* Problem requirements
In the article below about two jazz musicians, which Duke Ellington song is named among the songs they played?

* Reading passage
Points of light

Despite the gloom of this seemingly blighted republic, there are points of light. Despite being cursed with leaders unable to convert a bounty of human, natural and financial resources into a golden community, there’re stars pointing us true North…

brown-gigThree weeks ago, possibly our two greatest young musicians shared the stage at Live Art Bistro on Albion Street—jazz drummer/pannist Sean Thomas and jazz trumpeter Brownman. Bassist BJ Saunders ably accompanied the two virtuosos. The show was epic, probably better than anything else in the world that night… It was strap-on-your-seat-belt-jazz with a blistering set. Both musicians matched each other note for beat. Both are super-skilled, straight-ahead players with very sophisticated jazz vocabularies. They experimented with tone, colour, pace and time-signatures. You could feel atoms electrify as they deconstructed songs from Brownman originals to Duke Ellington’s “Caravan”.

The two are equals in skill—but have very different trajectories. This is about Trinidad’s continuing tragic failure to create systems to facilitate its geniuses. Simply put: Sean stayed, Brownman left. And that matters. Brownman—now based in Toronto—is listed by Air Canada as one of the “Top 10 reasons to visit Toronto” and is touted in its mainstream press as “Canada’s preeminent jazz trumpeter”. With almost 300 recording appearances and over 4,000 live performances, Brownman has seven different bands. He’s performed or recorded with the likes of Wayne Shorter, Paul Simon, KRS-1, Nelly Furtado and the Dave Matthews Band. His accolades include Canadian National Jazz Awards, a Toronto Independent Music Award and a BRAVO! channel documentary on his life. His career was facilitated by one of the most sophisticated cultural industry systems in the world—Canada’s.

* Information provided
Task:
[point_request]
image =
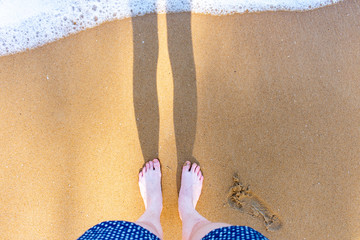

* Answer to this exercise
"Caravan"